Given passage:
Value channel (singleton): holds one value that can be read an unlimited number of times. Created by channel.value(), by operators like collect/first, or implicitly from a single value. A process input bound to a value channel is reused for every task.

Channel factories

nextflow

channel.of(1, 2, 3)                                  // emit given values (ranges expand: 1..23)
channel.fromList([1, 2, 3])                          // emit list items
channel.value('ref.fa')                              // singleton value channel
channel.fromPath('data/*.bam')                       // one item per matching file
channel.fromPath('data/**.fastq', checkIfExists: true)   // also: arity:'1', type:'file', hidden:true
channel.fromFilePairs('data/*_{1,2}.fastq.gz')       // -> [id, [r1, r2]] for paired reads
channel.topic('versions')                            // collect values emitted to a named topic (24.04+)
channel.empty()                                      // emits nothing

channel.fromSRA(...) exists but is deprecated as of 26.04 — prefer a samplesheet (splitCsv) over fetching reads by accession.

fromFilePairs is the idiomatic way to group paired-end reads; it yields [ sampleId, [read1, read2] ], which you typically map into the nf-core [ meta, [reads] ] shape.

Operators

Operators transform/combine channels. Chain with .; the dataflow graph is built from these connections.

Operator	Purpose
`map { }`	Transform each item
`filter { }`	Keep items matching a condition/type/regex
`flatten`	Flatten nested emissions into individual items
`collect`	Gather all items into a single list (→ value channel)
`toList` / `toSortedList`	Collect into one (sorted) list
`groupTuple`	Group tuples by key (e.g. by `meta`) — often needs `groupTuple(by: 0)`
`join`	Inner-join two channels by a matching key
`combine`	Cartesian product (optionally `by:` a key)
`cross`	Combine matching keyed items
`mix`	Merge multiple channels into one stream
`concat`	Emit one channel fully, then the next, in order
`branch { }`	Route items into multiple named sub-channels by condition
`multiMap { }`	Emit to several channels from one pass
`splitCsv` / `splitText` / `splitFasta` / `splitFastq`	Split file contents into items
`collectFile`	Write items into one or more files
`unique` / `distinct`	De-duplicate
`first` / `last` / `take` / `until`	Select subsets
`set { ch }`	Name the resulting channel (alternative to `ch =`)

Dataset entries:
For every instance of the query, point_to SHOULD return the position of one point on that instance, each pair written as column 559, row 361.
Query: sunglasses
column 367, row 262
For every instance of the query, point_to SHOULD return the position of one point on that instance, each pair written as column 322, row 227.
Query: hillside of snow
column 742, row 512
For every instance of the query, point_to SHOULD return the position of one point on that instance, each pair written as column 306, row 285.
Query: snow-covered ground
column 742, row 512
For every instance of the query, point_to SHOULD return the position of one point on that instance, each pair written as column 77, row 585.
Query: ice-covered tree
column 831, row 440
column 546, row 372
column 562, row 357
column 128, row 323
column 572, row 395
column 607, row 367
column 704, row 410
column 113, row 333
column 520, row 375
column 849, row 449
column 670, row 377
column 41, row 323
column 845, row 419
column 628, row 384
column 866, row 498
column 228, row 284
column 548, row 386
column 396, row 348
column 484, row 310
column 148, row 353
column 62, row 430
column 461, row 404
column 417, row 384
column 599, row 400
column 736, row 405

Requests:
(1) Which channel factory does the Nextflow channel text say is deprecated as of 26.04?
(2) Return the stretch of the Nextflow channel text from "channel.fromList([1, 2, 3])" through "named topic (24.04+)", copied word for word.
These dataset entries are separate from the Nextflow channel text.

Answers to each task:
(1) channel.fromSRA(...)

(2)
channel.fromList([1, 2, 3])                          // emit list items
channel.value('ref.fa')                              // singleton value channel
channel.fromPath('data/*.bam')                       // one item per matching file
channel.fromPath('data/**.fastq', checkIfExists: true)   // also: arity:'1', type:'file', hidden:true
channel.fromFilePairs('data/*_{1,2}.fastq.gz')       // -> [id, [r1, r2]] for paired reads
channel.topic('versions')                            // collect values emitted to a named topic (24.04+)